▶ [SEITENAUSZUG]
Arbeitsmarktreform in Frankreich: "Vollständige europäische Vereinheitlichung nicht sinnvoll"

Interview mit Patrick Remy

22.08.2013

In Frankreich trat im Juni 2013 eine umfangreiche Arbeitsmarktreform in Kraft. Der französische Arbeitsrechtler Patrick Remy erklärt im Interview, warum die Reform historisches Ausmaß hat, wieso in Frankreich mehr gestreikt wird als in Deutschland und wie eine 30-jährige Verjährungsfrist für Kündigungsschutzklagen zur Überlastung der Arbeitsgerichte führte.

LTO: Herr Professor Remy, im Mai 2013 verabschiedete das französische Parlament eine Arbeitsmarktreform, die Präsident Hollande als historisch bezeichnete. Was ist an dieser Neuregelung "historisch"?

Remy: Die Reformen am Arbeitsmarkt sind inhaltlich sehr umfangreich. Die Änderungen berühren sowohl  individuelles als auch kollektives Arbeitsrecht. Die Arbeitgeberverbände und die Gewerkschaften haben von der gesetzlichen Möglichkeit Gebrauch gemacht, sich als Sozialpartner auf ein umfassendes Reformwerk zu einigen, das nun im Juni in Kraft getreten ist. Das war nicht einfach, denn im Gegensatz zu Deutschland ist die Gewerkschaftslandschaft in Frankreich sehr zersplittert.

"Massenentlassungen sollen erschwert werden"

LTO: Was ändert sich?

Remy: Für die Deutschen dürfte von Interesse sein, dass sich die französischen Reformen auf den ersten Blick an der Agenda 2010 der Regierung Schröder orientieren. Hollande legt Wert auf eine Ausgewogenheit zwischen Arbeitgeber- und Arbeitnehmerinteressen, aber im Sinn einer Flexisecurity  "à la française", also die Vereinbarung einer größeren Flexibilität mit einer Sicherheit für Arbeitnehmer.

Zu den wichtigsten Punkten: Gerät ein Unternehmen in erhebliche wirtschaftliche Schwierigkeiten, so ist es künftig möglich, einen Firmentarifvertrag zu schließen, nach dem etwa die Beschäftigten vorübergehende Lohneinbußen in Kauf nehmen und der Arbeitgeber im Gegenzug betriebsbedingte Kündigungen ausschließt. Das ist in Deutschland nichts Neues, in Frankreich war das bislang nicht möglich.

Die Reform führt zudem Mitbestimmungsrechte ein. Arbeitnehmer können fortan in Aufsichtsräten vertreten sein, allerdings erst ab einer Mindestgröße. Im Gegensatz zu Deutschland dürfen außerdem nur eine sehr geringe Anzahl von Arbeitnehmern – nämlich ein bis zwei – in dem Aufsichtsratsgremium vertreten sein.

Einen Punkt der Reform wird man in Deutschland eher mit Befremden zur Kenntnis nehmen: Massenentlassungen sollen den Arbeitgebern erschwert werden, indem der zugrunde liegende Sozialplan vom Arbeitsministerium genehmigt werden muss. Andernfalls sind die Kündigungen nichtig.

▶ [VORLIEGENDE ZEILEN]
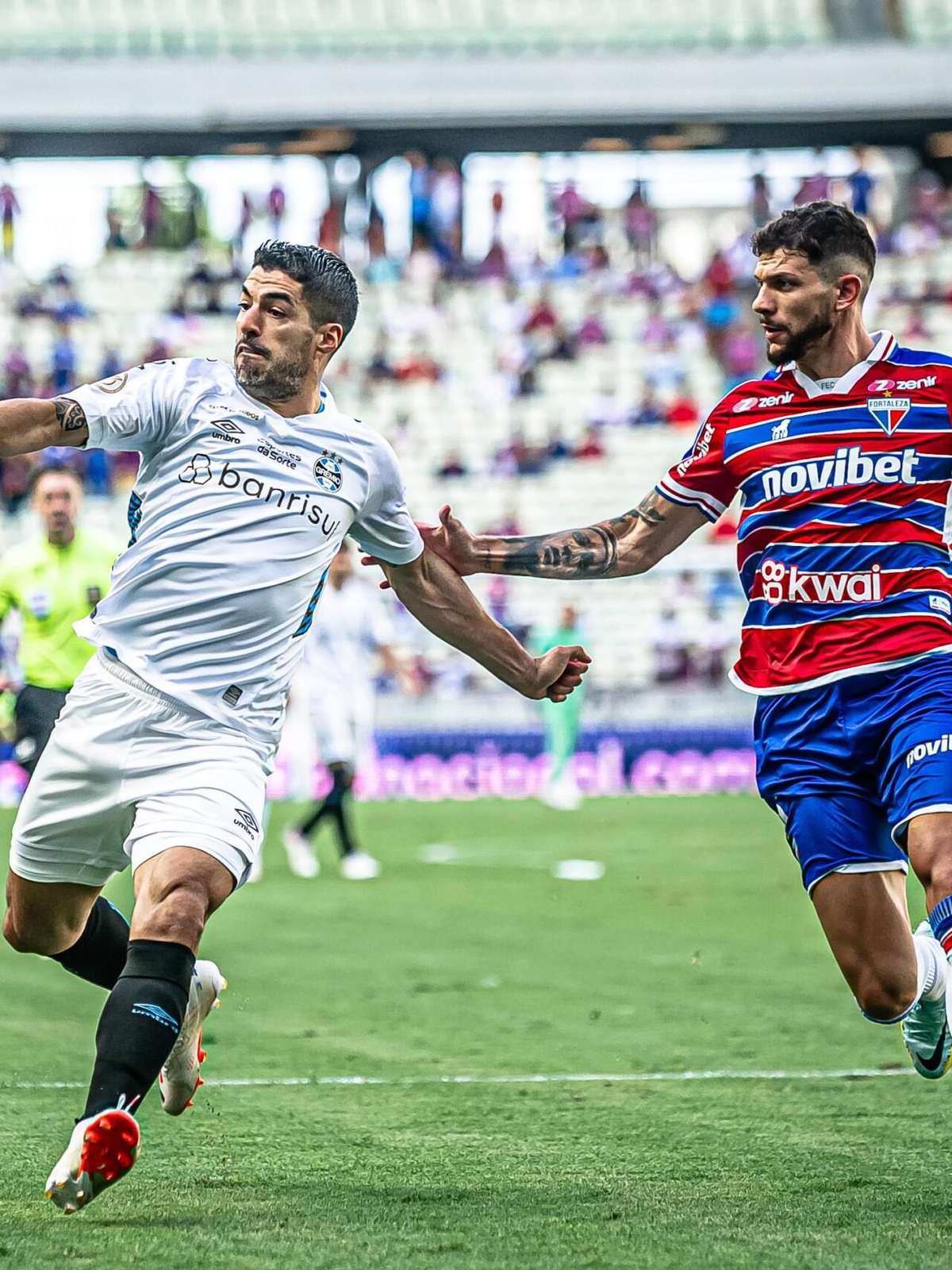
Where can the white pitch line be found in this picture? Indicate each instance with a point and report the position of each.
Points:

==

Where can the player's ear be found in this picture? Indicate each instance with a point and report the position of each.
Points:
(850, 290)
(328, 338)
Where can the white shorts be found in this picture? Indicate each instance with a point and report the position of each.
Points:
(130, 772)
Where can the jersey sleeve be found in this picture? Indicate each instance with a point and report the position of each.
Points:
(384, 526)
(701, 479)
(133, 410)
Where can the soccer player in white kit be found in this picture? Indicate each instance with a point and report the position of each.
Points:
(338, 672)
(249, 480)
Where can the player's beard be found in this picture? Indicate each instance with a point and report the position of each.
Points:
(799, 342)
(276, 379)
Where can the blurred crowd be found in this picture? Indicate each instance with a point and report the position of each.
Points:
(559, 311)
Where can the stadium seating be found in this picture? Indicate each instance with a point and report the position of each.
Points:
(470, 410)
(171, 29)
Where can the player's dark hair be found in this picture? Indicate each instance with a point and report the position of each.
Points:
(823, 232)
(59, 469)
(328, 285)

▶ [AUFGABEN]
a) Fasse den Absatz aus dem Interview zur Arbeitsmarktreform, der mit „Die Reform führt zudem Mitbestimmungsrechte ein“ beginnt, als kurze Stichpunktliste zusammen.
b) Filtere aus den Zeilen alle heraus, in denen das Wort „player“ vorkommt, und gib sie unverändert wieder.

▶ [SCHRIFTLICHE ANTWORTEN]
a)
- Die Reform führt Mitbestimmungsrechte ein.
- Arbeitnehmer können künftig in Aufsichtsräten vertreten sein, allerdings erst ab einer Mindestgröße.
- Anders als in Deutschland dürfen nur ein bis zwei Arbeitnehmer im Aufsichtsrat sitzen.

b)
Where can the player's ear be found in this picture? Indicate each instance with a point and report the position of each.
Where can the soccer player in white kit be found in this picture? Indicate each instance with a point and report the position of each.
Where can the player's beard be found in this picture? Indicate each instance with a point and report the position of each.
Where can the player's dark hair be found in this picture? Indicate each instance with a point and report the position of each.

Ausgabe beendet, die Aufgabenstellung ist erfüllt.